__Document extract__.
Reputation: 512
I have this piece of sql code that finds the row_number based on some values in a table __working that joins into a lookup table __Eval
;WITH r
AS (
select
w.uid,
t.TypeId,
--weight
ROW_NUMBER () OVER (PARTITION BY w.uid ORDER BY DIFFERENCE(t.val1, w.val1) + DIFFERENCE(t.val2, w.val2) + DIFFERENCE(t.val3, w.val3) + DIFFERENCE(t.val4, w.val4) DESC) as Score
,w.account
from __Working w
join __eval t on w.val1 like t.val1 and IsNull(w.val4, '') like t.val4 and IsNull(w.val2, '') like t.val2 and IsNull(w.val3, '') like t.val3
)
select * from r where r.account = 1 and score = 1
this returns a typeId = 1
however if I write it like this
;WITH r
AS (
select
w.uid,
t.TypeId,
--weight
ROW_NUMBER () OVER (PARTITION BY w.uid ORDER BY DIFFERENCE(t.val1, w.val1) + DIFFERENCE(t.val2, w.val2) + DIFFERENCE(t.val3, w.val3) + DIFFERENCE(t.val4, w.val4) DESC) as Score
,w.account
from __Working w
join __eval t on w.val1 like t.val1 and IsNull(w.val4, '') like t.val4 and IsNull(w.val2, '') like t.val2 and IsNull(w.val3, '') like t.val3
where r.account = 1
)
select * from r where r.account = 1 and score = 1
it returns TypeId = 2. I would expect that if i had multiple UIDs across different accounts in __working, but I don't. What am i missing here?
Upvotes: 0
Views: 873
Reputation: 1269443
Oh, this is a weirdness of unstable sorts. Your row_number()
expression is:
ROW_NUMBER() OVER (PARTITION BY w.uid
ORDER BY DIFFERENCE(t.val1, w.val1) +
DIFFERENCE(t.val2, w.val2) +
DIFFERENCE(t.val3, w.val3) +
DIFFERENCE(t.val4, w.val4) DESC
) as Score
The problem is that multiple rows have the same value for the ORDER BY
key. Different invocations arbitrary choose which of these multiple rows is first, second, and so on.
The canonical solution is to include some sort of unique key so the sort is stable:
ROW_NUMBER() OVER (PARTITION BY w.uid
ORDER BY (DIFFERENCE(t.val1, w.val1) +
DIFFERENCE(t.val2, w.val2) +
DIFFERENCE(t.val3, w.val3) +
DIFFERENCE(t.val4, w.val4)
) DESC,
?? -- perhaps typeId
) as Score
However, I might suggest a more arduous solution. Accept the fact that ties might exist, and use rank()
and dense_rank()
to identify them. Then, figure out explicitly what to do in the case of a tie -- perhaps all are equally interesting to you or perhaps you have some other method of breaking ties.
Upvotes: 2

__Entries shown__.
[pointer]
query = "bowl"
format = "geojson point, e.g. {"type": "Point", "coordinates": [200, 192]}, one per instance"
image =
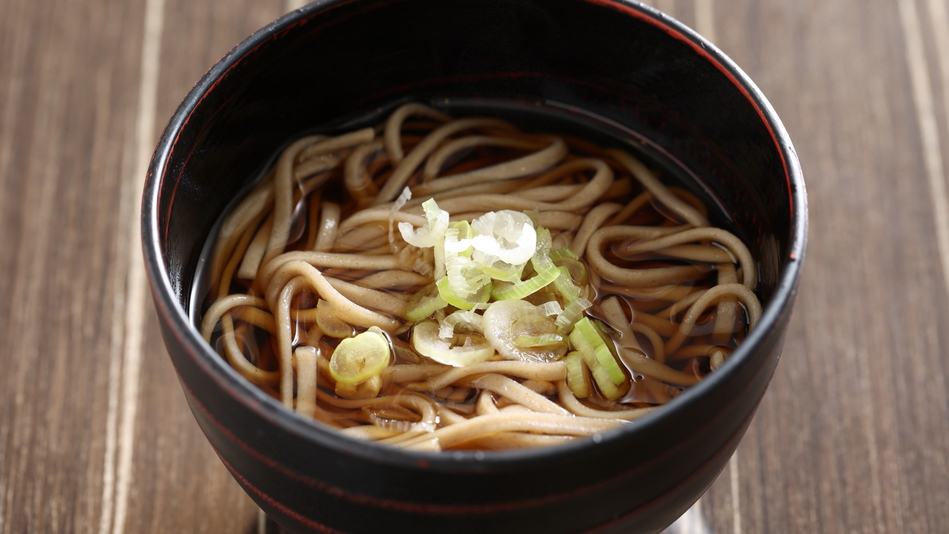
{"type": "Point", "coordinates": [617, 63]}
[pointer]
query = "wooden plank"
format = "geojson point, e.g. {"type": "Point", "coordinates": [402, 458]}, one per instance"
{"type": "Point", "coordinates": [851, 437]}
{"type": "Point", "coordinates": [175, 467]}
{"type": "Point", "coordinates": [63, 138]}
{"type": "Point", "coordinates": [835, 447]}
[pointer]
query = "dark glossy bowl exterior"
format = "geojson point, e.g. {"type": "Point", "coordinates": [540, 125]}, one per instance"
{"type": "Point", "coordinates": [618, 60]}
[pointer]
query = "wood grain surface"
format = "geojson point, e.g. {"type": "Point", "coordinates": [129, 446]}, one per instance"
{"type": "Point", "coordinates": [95, 435]}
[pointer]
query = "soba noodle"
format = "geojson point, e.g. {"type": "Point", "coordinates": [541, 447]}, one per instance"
{"type": "Point", "coordinates": [436, 283]}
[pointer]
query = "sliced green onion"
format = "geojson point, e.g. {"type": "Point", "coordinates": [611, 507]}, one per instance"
{"type": "Point", "coordinates": [541, 260]}
{"type": "Point", "coordinates": [578, 375]}
{"type": "Point", "coordinates": [529, 286]}
{"type": "Point", "coordinates": [445, 292]}
{"type": "Point", "coordinates": [358, 358]}
{"type": "Point", "coordinates": [586, 336]}
{"type": "Point", "coordinates": [426, 341]}
{"type": "Point", "coordinates": [468, 320]}
{"type": "Point", "coordinates": [561, 254]}
{"type": "Point", "coordinates": [571, 314]}
{"type": "Point", "coordinates": [423, 307]}
{"type": "Point", "coordinates": [497, 269]}
{"type": "Point", "coordinates": [543, 340]}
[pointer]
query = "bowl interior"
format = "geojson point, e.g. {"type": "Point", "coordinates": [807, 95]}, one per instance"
{"type": "Point", "coordinates": [336, 64]}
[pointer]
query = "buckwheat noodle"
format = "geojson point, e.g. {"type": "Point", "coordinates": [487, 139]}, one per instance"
{"type": "Point", "coordinates": [315, 254]}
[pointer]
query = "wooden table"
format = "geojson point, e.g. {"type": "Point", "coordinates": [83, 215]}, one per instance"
{"type": "Point", "coordinates": [95, 436]}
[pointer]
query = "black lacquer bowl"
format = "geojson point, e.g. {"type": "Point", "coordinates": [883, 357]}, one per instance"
{"type": "Point", "coordinates": [624, 64]}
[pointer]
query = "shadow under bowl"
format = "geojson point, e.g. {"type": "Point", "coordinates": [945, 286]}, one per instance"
{"type": "Point", "coordinates": [619, 64]}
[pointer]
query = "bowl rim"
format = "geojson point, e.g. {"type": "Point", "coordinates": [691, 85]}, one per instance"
{"type": "Point", "coordinates": [459, 461]}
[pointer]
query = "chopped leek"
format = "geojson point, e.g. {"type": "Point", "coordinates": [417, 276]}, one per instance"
{"type": "Point", "coordinates": [571, 314]}
{"type": "Point", "coordinates": [543, 340]}
{"type": "Point", "coordinates": [424, 306]}
{"type": "Point", "coordinates": [506, 320]}
{"type": "Point", "coordinates": [426, 341]}
{"type": "Point", "coordinates": [358, 358]}
{"type": "Point", "coordinates": [578, 375]}
{"type": "Point", "coordinates": [507, 235]}
{"type": "Point", "coordinates": [529, 286]}
{"type": "Point", "coordinates": [587, 334]}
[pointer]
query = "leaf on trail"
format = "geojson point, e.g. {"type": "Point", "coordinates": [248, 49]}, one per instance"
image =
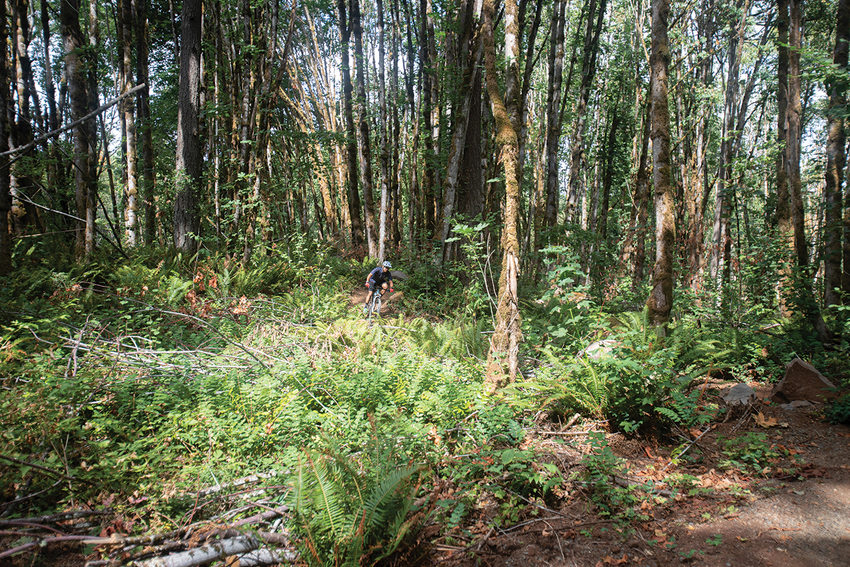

__Challenges__.
- A) Name each SQL function that appears in the SQL forum thread, listing each one once.
- B) Print everything in the SQL forum thread from "The canonical solution" down to "of breaking ties.".

__The replies__.
- A)
ROW_NUMBER()
DIFFERENCE()
IsNull()
rank()
dense_rank()

- B)
The canonical solution is to include some sort of unique key so the sort is stable:
ROW_NUMBER() OVER (PARTITION BY w.uid
ORDER BY (DIFFERENCE(t.val1, w.val1) +
DIFFERENCE(t.val2, w.val2) +
DIFFERENCE(t.val3, w.val3) +
DIFFERENCE(t.val4, w.val4)
) DESC,
?? -- perhaps typeId
) as Score
However, I might suggest a more arduous solution. Accept the fact that ties might exist, and use rank()
and dense_rank()
to identify them. Then, figure out explicitly what to do in the case of a tie -- perhaps all are equally interesting to you or perhaps you have some other method of breaking ties.